PepsiCo is the cheapest of the three companies on a multiples basis with a respective PE and forward PE multiple of 17.4x and 15.8x. This is due to poor execution over the past few years (the stock underperformed Coca-Cola by 3,660 bps over the past 5 years) and a weaker brand image. Many shareholders have rightfully called for the dismissal of Chairman & CEO Indra Nooyi, or at least an independent Chairman that does not have a direct link with management (whom they pay). PepsiCo currently offers a 3.1% dividend yield with a low beta of 0.5.
On the positive side, I am attracted to the company's wide diversification across the food and beverage industry. They own Lay's, Ruffles, Doritos, SunChips, Quaker oatmeal, Aunt Jemima syrups, Cheetos, 7UP, Tostito's, and, of course, Pepsi, among others. This top brand provides a sustainable stream of free cash flow.

══════════

### EXERCISE REQUIREMENTS
- A) According to the PepsiCo excerpt, what dividend yield does PepsiCo currently offer?
- B) Condense the paragraph of the PepsiCo excerpt that begins "On the positive side" into a short bulleted list that keeps its main facts.

══════════

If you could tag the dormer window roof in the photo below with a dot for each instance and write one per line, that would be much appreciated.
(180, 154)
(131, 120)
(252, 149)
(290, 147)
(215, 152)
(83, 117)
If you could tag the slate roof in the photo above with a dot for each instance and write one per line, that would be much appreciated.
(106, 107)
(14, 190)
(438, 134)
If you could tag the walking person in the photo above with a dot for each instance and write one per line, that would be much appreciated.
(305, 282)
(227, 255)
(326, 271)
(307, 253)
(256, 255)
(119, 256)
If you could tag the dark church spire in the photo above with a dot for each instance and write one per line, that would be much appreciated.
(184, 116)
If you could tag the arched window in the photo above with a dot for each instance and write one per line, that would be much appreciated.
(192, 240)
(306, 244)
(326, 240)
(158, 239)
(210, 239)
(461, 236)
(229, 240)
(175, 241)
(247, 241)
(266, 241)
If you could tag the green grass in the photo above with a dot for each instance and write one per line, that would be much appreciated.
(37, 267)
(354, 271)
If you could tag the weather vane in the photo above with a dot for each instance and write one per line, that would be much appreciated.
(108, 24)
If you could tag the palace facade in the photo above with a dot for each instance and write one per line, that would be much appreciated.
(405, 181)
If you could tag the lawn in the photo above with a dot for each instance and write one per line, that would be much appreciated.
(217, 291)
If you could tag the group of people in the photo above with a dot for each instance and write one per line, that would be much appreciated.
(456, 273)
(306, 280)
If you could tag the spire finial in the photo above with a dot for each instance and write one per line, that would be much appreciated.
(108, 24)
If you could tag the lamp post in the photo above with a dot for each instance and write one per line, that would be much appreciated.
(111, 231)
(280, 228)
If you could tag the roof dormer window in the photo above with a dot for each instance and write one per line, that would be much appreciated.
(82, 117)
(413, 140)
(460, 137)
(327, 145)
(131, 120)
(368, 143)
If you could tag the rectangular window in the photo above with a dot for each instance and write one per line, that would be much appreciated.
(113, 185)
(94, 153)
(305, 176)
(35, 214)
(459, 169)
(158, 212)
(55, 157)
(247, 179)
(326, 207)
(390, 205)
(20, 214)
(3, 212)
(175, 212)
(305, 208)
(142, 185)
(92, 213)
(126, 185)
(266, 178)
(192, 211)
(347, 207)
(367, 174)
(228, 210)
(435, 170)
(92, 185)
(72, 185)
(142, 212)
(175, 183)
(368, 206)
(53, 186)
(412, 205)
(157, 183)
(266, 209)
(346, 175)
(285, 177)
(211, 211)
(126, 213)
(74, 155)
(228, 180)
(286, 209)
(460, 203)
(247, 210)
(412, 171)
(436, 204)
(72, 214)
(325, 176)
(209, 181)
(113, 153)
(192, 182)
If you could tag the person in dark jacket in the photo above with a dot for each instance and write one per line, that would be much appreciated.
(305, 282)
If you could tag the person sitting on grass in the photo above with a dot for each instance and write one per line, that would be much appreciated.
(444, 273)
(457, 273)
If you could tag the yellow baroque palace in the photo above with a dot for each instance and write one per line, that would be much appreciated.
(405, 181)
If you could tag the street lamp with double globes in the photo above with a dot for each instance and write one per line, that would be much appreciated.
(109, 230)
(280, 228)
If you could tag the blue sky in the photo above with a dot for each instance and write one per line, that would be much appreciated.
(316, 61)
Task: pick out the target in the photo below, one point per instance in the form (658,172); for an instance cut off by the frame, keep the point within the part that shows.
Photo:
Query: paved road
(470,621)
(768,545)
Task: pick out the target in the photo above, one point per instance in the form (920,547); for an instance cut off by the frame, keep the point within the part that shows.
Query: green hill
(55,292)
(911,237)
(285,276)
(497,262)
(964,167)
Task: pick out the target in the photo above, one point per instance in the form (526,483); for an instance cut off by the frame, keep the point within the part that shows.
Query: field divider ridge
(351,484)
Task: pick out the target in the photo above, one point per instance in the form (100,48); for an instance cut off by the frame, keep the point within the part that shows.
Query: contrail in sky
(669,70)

══════════

### FULL SOLUTIONS
- A) PepsiCo currently offers a 3.1% dividend yield.

- B)
- The company is widely diversified across the food and beverage industry.
- Its brands include Lay's, Ruffles, Doritos, SunChips, Quaker oatmeal, Aunt Jemima syrups, Cheetos, 7UP, Tostito's and Pepsi, among others.
- This top brand provides a sustainable stream of free cash flow.